▸ **Bacaan Pilihan**:
========================================

Kearifan lokal membuat nasi santan dari berbagai jenis
beras selain dari padi, antara lain: nasi santan dari beras jawawud, nasi santan
dari beras gandum (latu), nasi santan dari beras karuku, nasi santan dari beras
pejo, nasi santan dari beras kacang panjang, nasi santan dari beras lawu’i,
nasi santan dari beras kacang hijo dan nasi santan dari beras kedelai. Kearifan
lokal dalam membuat sambal (doco) antara lain: sambal yang menggunakan terasi
dan sambal yang menggunakan kepiting air tawar.
Kearifan lokal dalam membuat sayur, antara lain: sayur
asam khas wawo, sayur santan khas wawo, sayur manis khas wawo dans sayur gude
khas wawo. Sedangkan kearifan lokal dlam membuat mangge mada, antara lain:
mangge mada ayam dengan kahuntu kalo dan mangge mada ikan laut dengan buah
mangga muda dengan buah pisang kalo goa yang masih muda.
Bangunan bersejarah di Kecamatan
Wawo yang masih lestari
sampai sekarang, antara lain: rumah tradisional wawo, kolam pemandian oi wobo,
rumah penginapan pasanggerahan dan kebun raja lewi ruma sangaji. Adapun
tempat-tempat bersejarah yang masuk skala nasional, antara lain: kuburan ncuhi
maria, batu lesung gendi, batu lesung doro tawoa, batu lesung kaliwu, batu
lesung rida lenggo, batu lesung jalamba, batu lesung riamau dan batu lesung so
tantu. Tempat-tempat bersejarah yang belum masuk skala nasional, antara lain:
benteng pertahanan sori kuta maria, benteng pertahanan moja ntori,
markas/gudang senjata so bedi di bangguwa, kuburan ncuhi maria di maria, wadu
sigi doro ntori di dusun Fo’omboto Desa Maria, kuburan ruma-ruma di so bangguwa
di desa ntori dan hutan adat di rade rasa sambu. Sedangka upacara adat dou
maria, antara lain: upacara adat khitanan (zikir kapanca), acara adat boho oi
mbaru, upacara adat do’a dana, upacara adat sesi ampa fare di rumah lengge,
upacara adat antar mahar, upacara adat nika neggu, upacara adat maulid nabi,
upacara adat idul fitri, upacara adat idul adha, upacara adat do’a aqiqah,
upacara adat tio riana (mertua), upacara adat do’a panta cu’a dan upacara adat
wonto cu’a.

========================================

▸ **Persyaratan Tugas**:
**1)** Jawab pertanyaan berikut berdasarkan bacaan tentang kearifan lokal Kecamatan Wawo:
(a) Sambal disebut dengan nama apa dalam kurung?
(b) Upacara adat khitanan juga dikenal dengan sebutan apa?
(c) Di dusun dan desa mana wadu sigi doro ntori berada?
**2)** Terjemahkan kalimat dari bacaan tentang kearifan lokal Wawo ini ke dalam bahasa Inggris: "Kearifan lokal dalam membuat sambal (doco) antara lain: sambal yang menggunakan terasi dan sambal yang menggunakan kepiting air tawar."
**3)** Sambung bacaan tentang kearifan lokal Kecamatan Wawo, dimulai setelah kalimat terakhirnya.

▸ **Kutipan Catatan**:
========================================

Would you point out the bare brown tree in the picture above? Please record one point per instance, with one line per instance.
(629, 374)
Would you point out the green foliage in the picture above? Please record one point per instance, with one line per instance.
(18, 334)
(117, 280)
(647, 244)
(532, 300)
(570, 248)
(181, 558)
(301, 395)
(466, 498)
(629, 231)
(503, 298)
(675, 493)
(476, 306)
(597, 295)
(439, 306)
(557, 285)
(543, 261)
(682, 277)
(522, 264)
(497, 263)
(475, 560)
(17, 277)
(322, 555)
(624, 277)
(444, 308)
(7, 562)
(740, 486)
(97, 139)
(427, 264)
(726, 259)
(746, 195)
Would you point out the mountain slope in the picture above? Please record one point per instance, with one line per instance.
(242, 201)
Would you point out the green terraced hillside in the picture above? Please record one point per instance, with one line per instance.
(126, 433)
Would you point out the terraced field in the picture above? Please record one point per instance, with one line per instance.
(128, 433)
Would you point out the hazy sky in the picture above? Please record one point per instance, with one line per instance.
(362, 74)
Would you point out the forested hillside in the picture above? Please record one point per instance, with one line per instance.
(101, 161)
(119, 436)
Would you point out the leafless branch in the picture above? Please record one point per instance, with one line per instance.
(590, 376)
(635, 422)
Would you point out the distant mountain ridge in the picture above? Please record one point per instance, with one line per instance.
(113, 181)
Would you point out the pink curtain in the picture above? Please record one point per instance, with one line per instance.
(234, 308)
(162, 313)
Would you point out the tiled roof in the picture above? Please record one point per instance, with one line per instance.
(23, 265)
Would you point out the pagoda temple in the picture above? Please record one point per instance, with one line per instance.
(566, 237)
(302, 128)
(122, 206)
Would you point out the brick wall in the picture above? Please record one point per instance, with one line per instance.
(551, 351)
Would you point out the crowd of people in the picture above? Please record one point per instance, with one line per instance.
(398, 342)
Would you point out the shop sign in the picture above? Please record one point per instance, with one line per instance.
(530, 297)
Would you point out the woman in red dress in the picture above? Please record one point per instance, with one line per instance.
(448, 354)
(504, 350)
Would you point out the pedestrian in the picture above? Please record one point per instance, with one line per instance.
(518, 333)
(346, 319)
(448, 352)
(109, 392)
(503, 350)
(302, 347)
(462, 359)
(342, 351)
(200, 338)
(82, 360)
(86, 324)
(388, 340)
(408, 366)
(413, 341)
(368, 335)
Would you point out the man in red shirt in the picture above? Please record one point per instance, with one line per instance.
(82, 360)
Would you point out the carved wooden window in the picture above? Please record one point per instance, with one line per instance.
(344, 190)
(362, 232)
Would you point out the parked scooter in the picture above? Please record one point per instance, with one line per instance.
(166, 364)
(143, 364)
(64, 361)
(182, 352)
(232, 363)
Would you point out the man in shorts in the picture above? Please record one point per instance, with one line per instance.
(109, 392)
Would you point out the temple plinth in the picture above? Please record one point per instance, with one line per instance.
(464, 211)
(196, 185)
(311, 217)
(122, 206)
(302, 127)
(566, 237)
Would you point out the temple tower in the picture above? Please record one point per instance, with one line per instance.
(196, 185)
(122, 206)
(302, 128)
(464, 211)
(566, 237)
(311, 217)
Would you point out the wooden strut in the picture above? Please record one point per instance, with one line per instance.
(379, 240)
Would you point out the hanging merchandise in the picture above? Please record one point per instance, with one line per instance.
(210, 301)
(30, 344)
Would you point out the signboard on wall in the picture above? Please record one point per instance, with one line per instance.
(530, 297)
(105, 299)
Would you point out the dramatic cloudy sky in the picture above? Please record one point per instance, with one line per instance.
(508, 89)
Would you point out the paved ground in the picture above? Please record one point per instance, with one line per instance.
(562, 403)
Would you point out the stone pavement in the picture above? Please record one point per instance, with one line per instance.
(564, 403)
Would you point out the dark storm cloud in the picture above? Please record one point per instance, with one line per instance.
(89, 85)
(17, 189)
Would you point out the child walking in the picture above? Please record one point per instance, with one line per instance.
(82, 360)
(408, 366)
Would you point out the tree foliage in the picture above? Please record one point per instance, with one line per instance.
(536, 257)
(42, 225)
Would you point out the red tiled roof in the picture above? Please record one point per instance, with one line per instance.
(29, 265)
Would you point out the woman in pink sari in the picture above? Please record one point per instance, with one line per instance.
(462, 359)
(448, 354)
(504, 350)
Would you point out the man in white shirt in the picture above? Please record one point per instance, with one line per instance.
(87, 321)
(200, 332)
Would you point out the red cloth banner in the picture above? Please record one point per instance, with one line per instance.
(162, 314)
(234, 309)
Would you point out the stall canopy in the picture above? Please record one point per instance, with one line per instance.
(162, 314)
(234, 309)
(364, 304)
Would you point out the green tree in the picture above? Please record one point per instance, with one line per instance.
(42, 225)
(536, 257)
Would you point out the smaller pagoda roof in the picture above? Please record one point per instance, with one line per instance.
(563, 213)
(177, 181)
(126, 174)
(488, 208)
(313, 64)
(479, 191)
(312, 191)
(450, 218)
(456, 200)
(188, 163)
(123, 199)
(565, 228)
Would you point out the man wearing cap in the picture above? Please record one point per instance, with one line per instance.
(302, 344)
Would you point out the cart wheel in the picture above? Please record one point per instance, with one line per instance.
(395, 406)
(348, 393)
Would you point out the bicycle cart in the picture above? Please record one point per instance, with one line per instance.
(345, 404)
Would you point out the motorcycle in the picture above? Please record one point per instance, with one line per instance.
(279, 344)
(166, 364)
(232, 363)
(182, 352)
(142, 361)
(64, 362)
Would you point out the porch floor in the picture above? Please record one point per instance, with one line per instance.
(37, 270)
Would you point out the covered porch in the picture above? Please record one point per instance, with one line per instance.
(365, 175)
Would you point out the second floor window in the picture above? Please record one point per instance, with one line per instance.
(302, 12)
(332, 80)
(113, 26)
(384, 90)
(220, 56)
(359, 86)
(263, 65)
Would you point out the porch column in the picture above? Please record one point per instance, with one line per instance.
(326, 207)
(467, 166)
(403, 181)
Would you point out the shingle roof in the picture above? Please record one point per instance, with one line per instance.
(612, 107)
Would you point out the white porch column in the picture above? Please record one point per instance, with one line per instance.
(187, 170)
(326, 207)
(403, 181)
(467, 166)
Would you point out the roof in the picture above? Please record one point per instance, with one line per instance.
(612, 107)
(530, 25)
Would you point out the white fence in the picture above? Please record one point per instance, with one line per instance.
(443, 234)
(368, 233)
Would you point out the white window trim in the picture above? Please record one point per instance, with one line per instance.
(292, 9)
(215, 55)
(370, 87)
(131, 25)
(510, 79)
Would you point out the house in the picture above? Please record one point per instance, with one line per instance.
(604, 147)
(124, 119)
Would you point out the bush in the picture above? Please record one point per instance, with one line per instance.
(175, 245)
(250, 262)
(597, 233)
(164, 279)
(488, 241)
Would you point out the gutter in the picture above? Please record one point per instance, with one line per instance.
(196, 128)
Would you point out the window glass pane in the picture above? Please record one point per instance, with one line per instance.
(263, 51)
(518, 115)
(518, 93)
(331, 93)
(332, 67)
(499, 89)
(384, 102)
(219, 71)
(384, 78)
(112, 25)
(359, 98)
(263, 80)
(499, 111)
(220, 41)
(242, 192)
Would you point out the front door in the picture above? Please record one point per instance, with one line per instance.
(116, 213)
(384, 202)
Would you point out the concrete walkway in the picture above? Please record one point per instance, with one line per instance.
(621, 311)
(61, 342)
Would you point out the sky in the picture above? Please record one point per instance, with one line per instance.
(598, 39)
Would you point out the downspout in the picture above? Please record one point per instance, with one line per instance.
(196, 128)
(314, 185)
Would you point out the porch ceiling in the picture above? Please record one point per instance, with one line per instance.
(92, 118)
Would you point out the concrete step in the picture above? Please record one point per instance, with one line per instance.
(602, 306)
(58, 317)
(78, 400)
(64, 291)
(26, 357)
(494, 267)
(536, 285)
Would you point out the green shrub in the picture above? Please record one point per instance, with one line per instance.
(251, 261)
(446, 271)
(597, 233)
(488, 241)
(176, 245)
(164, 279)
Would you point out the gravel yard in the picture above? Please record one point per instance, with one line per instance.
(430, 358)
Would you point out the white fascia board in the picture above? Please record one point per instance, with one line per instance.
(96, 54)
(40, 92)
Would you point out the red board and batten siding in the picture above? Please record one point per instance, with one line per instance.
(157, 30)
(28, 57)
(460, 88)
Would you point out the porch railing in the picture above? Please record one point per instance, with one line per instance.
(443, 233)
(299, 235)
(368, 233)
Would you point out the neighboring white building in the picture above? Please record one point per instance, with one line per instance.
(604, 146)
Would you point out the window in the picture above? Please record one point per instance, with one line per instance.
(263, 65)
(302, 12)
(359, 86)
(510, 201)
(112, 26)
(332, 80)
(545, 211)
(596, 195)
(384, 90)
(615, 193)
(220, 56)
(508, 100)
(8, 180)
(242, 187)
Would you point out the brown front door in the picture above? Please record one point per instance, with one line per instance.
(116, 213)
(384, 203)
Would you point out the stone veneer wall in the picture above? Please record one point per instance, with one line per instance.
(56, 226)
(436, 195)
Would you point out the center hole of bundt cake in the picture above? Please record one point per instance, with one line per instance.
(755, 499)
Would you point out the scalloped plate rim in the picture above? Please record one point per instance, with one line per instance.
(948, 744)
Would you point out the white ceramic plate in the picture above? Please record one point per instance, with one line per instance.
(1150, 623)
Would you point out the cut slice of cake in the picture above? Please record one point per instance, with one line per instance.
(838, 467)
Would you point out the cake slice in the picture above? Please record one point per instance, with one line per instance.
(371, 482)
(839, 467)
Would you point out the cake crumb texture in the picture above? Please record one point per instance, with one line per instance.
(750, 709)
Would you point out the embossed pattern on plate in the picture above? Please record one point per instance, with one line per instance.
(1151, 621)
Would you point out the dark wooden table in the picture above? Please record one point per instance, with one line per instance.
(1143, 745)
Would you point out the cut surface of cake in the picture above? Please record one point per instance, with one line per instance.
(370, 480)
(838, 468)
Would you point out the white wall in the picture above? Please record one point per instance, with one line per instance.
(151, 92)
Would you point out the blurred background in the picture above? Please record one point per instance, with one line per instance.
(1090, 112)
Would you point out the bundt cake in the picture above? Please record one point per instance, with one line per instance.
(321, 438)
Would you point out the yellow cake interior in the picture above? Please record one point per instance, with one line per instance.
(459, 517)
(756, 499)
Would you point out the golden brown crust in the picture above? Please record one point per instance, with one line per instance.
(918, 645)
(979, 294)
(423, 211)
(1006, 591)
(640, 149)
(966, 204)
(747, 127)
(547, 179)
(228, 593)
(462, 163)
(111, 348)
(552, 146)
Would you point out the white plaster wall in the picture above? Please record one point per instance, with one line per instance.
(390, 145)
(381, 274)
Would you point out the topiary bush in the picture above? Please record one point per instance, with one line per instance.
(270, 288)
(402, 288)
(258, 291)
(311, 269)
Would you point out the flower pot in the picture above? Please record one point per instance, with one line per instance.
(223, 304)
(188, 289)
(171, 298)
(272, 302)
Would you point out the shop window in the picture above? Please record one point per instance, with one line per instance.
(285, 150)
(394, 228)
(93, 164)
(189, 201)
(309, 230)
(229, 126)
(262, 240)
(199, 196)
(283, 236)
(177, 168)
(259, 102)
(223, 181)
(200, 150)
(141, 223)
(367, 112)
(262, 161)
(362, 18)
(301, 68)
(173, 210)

========================================

▸ **Hasil Tugas**:
**1)**
(a) Doco.
(b) Zikir kapanca.
(c) Di Dusun Fo'omboto, Desa Maria.

**2)** Local wisdom in making sambal (doco) includes, among others: sambal made with shrimp paste and sambal made with freshwater crab.

**3)**
Semua kekayaan adat dan budaya yang ada di Kecamatan
Wawo tersebut
merupakan anugerah dan karunia yang di berikan oleh Allah SWT kepada kita semua
yang patut kita syukuri bersama. Oleh sebab itu kekayaan adat dan budaya
merupakan perkerjaan rumah yang harus kita hidupkan, lestarikan dan dikembang
oleh Komunitas Sampela Lengge Maria Wawo dengan seluruh elemen masyarakat dan
pemerintah setempat. Walaupun di era globalisasi dengan gaya hidup
masyarakatnya yang modern, semoga dengan kehadiran komunitas ini diharapkan
masyarakat yang ada didalamnya mampu terbangun pola pikir modern/maju tanpa
menghilangkan dan tetap menjujung tinggi nilai adat dan budaya daerah. Kalau
masyarakat setempat beradat, berbudaya dan menjunjung tinggi kearifan lokal
yang berada dalam masyarakat tersebut, maka cita-cita bersama untuk mewujudkan
masyarakat yang adil dan makmur akan tercapai. Terlebih lagi Insya Allah akan
membuka peluang lapangan kerja baru dan meningkatkan taraf ekonomi dan
kehidupan sosial masyarakat setempat bisa terwujud. (galank)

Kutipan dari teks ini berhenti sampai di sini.